▶ [GIVEN INSTRUCTION]
Copy the data below without changes, from the line with "Every instance of the row" to the line with "x=403, y=113", both included.
─── SOURCE RECORDS
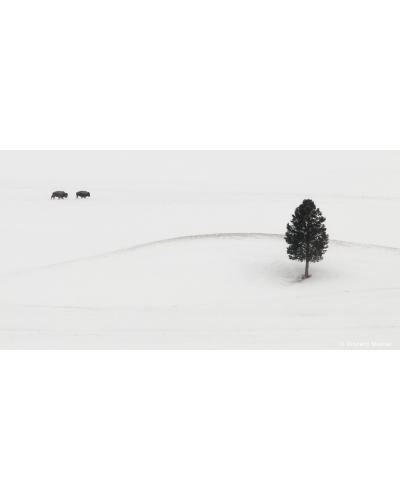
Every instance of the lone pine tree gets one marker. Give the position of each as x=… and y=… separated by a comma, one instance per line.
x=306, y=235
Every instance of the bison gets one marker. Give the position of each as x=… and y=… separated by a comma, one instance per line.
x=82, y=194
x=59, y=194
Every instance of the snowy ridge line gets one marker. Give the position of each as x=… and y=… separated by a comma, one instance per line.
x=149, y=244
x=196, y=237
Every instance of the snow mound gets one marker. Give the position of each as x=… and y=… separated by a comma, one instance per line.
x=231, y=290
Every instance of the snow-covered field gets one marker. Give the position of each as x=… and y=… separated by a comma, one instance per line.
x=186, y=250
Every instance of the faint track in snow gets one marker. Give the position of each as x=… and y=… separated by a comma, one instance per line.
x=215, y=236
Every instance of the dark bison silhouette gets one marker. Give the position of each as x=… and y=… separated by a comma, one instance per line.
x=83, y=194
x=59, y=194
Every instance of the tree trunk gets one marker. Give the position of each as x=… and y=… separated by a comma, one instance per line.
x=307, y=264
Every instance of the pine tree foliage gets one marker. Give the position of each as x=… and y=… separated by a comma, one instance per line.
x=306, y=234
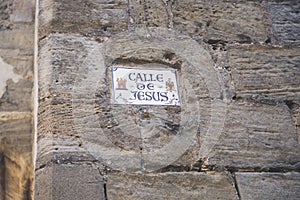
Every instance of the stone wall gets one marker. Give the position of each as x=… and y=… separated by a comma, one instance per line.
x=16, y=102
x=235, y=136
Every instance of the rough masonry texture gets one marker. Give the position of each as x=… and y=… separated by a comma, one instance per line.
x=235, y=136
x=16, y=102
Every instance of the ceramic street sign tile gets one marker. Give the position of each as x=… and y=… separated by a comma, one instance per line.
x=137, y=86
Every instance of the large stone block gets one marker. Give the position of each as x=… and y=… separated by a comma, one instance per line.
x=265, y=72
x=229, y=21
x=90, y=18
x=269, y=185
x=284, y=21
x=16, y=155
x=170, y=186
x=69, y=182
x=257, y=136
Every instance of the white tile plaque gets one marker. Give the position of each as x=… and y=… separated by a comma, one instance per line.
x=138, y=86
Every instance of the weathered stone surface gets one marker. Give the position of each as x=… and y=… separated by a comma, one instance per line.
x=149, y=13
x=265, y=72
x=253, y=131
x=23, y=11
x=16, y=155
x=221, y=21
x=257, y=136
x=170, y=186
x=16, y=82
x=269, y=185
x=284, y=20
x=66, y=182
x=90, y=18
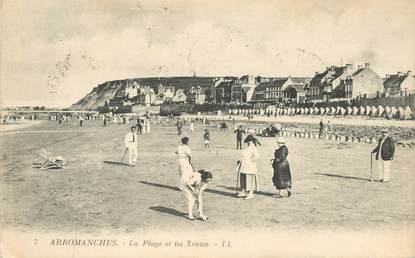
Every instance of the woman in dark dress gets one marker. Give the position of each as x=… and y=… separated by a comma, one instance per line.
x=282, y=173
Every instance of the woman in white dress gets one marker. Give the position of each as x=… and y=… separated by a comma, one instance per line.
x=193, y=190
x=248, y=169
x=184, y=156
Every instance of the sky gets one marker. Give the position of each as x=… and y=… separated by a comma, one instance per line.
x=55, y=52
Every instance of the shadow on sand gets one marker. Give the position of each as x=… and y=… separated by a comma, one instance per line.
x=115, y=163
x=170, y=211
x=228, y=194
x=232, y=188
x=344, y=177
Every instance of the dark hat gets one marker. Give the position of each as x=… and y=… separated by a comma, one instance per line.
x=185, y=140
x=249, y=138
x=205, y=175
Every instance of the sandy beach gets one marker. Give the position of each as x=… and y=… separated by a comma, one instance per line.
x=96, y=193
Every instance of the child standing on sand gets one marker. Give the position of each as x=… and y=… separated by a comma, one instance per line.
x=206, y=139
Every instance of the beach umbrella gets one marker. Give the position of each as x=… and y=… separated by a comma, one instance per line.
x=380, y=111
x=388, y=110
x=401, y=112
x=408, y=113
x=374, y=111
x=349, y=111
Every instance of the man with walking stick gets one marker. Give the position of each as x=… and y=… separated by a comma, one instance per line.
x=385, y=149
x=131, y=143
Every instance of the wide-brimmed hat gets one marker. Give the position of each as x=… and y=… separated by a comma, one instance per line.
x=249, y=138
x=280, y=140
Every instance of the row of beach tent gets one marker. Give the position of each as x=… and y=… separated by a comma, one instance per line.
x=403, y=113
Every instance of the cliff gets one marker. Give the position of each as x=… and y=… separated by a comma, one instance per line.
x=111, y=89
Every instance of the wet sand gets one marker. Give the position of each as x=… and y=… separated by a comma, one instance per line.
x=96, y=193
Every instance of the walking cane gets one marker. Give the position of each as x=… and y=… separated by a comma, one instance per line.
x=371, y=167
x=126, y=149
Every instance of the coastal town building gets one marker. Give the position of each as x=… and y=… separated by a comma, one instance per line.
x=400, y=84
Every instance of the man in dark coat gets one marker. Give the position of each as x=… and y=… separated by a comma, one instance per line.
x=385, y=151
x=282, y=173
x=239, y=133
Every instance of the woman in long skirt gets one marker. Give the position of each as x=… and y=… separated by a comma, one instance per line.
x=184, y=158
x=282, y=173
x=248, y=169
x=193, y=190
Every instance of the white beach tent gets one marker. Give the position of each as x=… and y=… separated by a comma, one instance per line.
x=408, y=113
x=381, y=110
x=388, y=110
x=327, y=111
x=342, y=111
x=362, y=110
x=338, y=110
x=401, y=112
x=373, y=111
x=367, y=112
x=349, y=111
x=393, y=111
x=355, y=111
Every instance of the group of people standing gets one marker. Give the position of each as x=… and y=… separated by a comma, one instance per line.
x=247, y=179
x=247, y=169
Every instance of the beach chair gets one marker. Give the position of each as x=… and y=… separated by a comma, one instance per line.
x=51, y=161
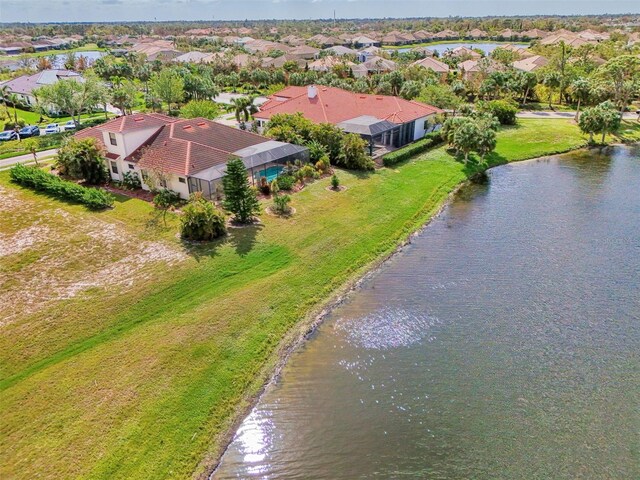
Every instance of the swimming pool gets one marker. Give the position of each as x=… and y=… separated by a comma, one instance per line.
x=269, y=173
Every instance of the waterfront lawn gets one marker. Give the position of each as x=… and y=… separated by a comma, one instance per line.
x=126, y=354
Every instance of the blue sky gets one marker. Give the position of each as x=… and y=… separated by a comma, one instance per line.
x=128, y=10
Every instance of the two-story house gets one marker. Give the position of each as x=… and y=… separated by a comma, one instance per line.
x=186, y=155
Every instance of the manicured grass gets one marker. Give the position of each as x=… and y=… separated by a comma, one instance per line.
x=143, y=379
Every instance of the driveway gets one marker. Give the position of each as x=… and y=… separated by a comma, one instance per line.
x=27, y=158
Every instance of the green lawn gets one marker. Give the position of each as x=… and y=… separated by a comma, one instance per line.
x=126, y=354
──────
▶ [RIGHT ANSWER]
Every instance of the row of beach tent gets one marker. Give the position of each as x=… and y=… separated by a comma, one instance per line.
x=403, y=113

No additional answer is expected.